• Your assignment: Scan the entries that follow and give only the number of lines containing "long".

----------------

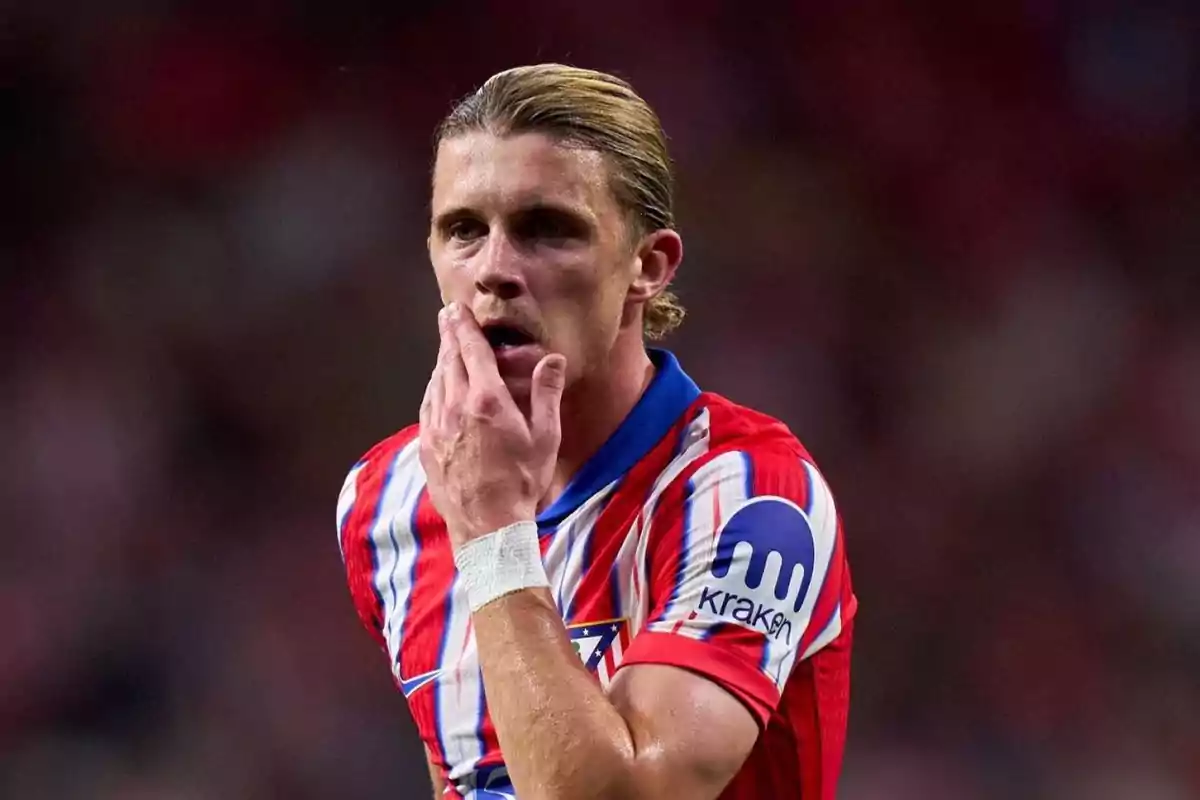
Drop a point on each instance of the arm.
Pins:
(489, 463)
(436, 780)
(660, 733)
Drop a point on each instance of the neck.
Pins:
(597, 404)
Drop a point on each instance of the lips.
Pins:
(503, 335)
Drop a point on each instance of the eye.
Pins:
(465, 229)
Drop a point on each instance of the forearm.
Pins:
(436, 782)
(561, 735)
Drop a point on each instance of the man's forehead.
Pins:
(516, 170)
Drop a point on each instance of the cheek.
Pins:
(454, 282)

----------------

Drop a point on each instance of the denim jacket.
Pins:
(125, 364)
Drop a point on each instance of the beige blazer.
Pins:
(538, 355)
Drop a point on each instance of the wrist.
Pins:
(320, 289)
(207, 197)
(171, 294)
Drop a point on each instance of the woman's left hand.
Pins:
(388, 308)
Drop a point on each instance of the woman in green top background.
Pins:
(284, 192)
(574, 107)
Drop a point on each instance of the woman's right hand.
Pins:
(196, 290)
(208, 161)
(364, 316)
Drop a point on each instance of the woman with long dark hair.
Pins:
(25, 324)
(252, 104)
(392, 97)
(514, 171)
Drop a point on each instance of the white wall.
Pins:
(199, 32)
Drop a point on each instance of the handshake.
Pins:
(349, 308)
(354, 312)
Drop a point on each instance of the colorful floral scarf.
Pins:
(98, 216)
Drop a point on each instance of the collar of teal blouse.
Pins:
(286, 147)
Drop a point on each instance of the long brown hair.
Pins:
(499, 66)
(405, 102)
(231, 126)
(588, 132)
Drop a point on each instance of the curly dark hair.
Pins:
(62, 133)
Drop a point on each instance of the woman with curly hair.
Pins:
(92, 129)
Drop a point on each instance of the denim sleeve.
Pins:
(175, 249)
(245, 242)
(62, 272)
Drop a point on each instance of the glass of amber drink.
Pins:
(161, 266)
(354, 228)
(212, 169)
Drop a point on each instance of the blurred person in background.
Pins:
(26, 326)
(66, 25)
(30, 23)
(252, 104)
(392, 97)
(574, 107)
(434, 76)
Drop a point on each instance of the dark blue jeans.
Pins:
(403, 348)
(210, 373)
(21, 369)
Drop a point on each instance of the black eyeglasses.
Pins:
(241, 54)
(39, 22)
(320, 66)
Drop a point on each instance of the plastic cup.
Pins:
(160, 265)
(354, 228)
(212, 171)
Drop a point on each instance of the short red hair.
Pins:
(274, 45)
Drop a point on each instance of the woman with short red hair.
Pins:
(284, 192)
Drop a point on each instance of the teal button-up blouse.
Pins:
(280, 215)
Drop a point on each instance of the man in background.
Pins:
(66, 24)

----------------

• Result for this task: 2